WHAT YOU HAVE TO DO:
Reproduce the data from the line containing "Category: the race bib number 640" down through the line containing "pixel 1421 91", swapping "sunglasses" for "eyeglasses" and leaving everything else unchanged.

--- --- ---

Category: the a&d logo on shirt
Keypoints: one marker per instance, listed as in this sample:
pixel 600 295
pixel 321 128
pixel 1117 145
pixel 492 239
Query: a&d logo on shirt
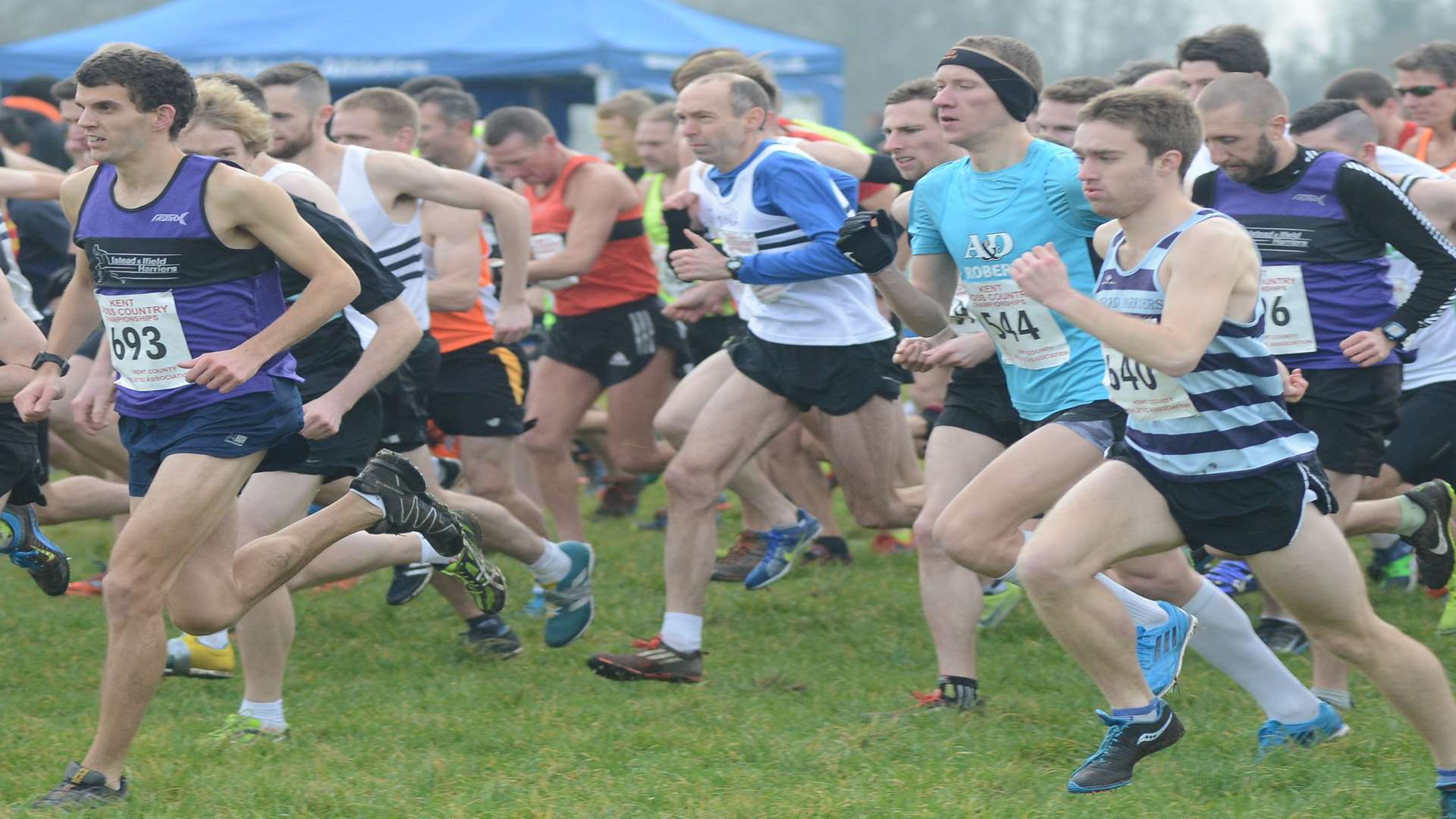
pixel 989 248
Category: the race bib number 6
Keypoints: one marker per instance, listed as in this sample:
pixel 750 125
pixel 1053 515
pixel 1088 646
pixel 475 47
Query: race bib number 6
pixel 1288 324
pixel 1145 392
pixel 1024 331
pixel 146 340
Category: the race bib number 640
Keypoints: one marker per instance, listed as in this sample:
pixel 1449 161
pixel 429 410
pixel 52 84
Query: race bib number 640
pixel 146 340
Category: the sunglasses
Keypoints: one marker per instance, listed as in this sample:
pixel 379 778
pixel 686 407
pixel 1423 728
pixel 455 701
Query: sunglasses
pixel 1421 91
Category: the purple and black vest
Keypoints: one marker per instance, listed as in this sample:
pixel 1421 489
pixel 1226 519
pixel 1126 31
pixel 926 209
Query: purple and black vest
pixel 1346 270
pixel 223 297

--- --- ---

RESULT OF THE TASK:
Category: the race bib number 640
Keypoints: one marker per instance, listed as in this sample:
pixel 1449 161
pixel 429 410
pixel 52 84
Query: race bib number 640
pixel 146 340
Category: the eyeglasses
Keypoints: one marker per instance, listed as in this sample:
pixel 379 778
pixel 686 407
pixel 1423 728
pixel 455 701
Query: eyeglasses
pixel 1421 91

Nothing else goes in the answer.